** Opening DATA RECORDS block **

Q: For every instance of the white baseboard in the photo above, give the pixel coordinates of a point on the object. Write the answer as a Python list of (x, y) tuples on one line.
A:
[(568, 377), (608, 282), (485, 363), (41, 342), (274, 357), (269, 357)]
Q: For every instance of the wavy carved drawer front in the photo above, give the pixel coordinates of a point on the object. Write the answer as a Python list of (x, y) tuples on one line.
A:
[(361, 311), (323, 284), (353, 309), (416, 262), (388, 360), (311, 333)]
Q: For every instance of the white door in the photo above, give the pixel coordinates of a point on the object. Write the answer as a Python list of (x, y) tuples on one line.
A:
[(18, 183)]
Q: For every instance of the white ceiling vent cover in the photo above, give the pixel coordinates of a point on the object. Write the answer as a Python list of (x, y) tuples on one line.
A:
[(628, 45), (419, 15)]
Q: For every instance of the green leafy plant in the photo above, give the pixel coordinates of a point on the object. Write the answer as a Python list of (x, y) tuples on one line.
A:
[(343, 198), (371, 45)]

** Closing DATA RECORDS block **

Return exactly the lines from the one containing "Q: For every instance of the green" to the last line of the data, and nothing more.

Q: For every instance of the green leafy plant in the photo above, give the pixel coordinates of a point on the object. Write the answer as a Python list of (x, y) tuples on one line.
A:
[(343, 198), (371, 45)]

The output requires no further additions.